DATA EXTRACT.
+-------+
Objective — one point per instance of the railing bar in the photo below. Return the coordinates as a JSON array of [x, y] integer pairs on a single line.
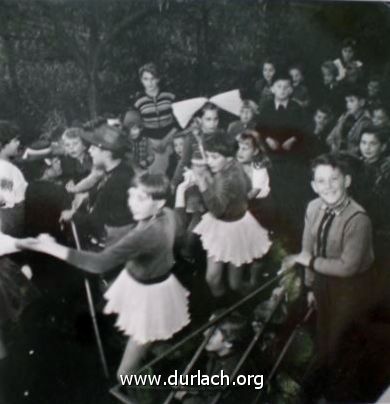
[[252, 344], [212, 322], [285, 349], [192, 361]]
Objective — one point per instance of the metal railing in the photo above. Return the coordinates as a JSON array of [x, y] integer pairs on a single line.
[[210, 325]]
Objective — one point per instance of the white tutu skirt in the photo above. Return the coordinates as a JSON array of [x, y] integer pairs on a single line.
+-------+
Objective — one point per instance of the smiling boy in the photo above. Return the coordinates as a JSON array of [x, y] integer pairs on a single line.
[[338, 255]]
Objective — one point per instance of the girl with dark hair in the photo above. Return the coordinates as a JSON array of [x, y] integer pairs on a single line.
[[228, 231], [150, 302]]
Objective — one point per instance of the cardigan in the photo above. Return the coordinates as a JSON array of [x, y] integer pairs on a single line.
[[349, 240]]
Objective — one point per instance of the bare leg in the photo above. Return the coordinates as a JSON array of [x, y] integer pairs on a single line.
+-------+
Treat the line with "Objective — one point per instance of the railing" as the start and the line with "Objective — one point per instance of the white" as the end, and return exactly that span of the data above, both ends included, without pictures.

WRITTEN SOLUTION.
Objective — one point per instance of the railing bar in the photo below. Return the coordinates as a JSON array of [x, y] integer pairs on a single line.
[[252, 344], [212, 322], [285, 349], [192, 361]]
Objective — one point per instance of the metal railing in the photo above. Return the coordinates as a JSON array of [x, y] integer pairs on a single line.
[[210, 325]]
Objective — one point per instance of the white tutu skirt in the photo above. Return the coordinates as a JSON array of [x, y] integer pairs on a single line.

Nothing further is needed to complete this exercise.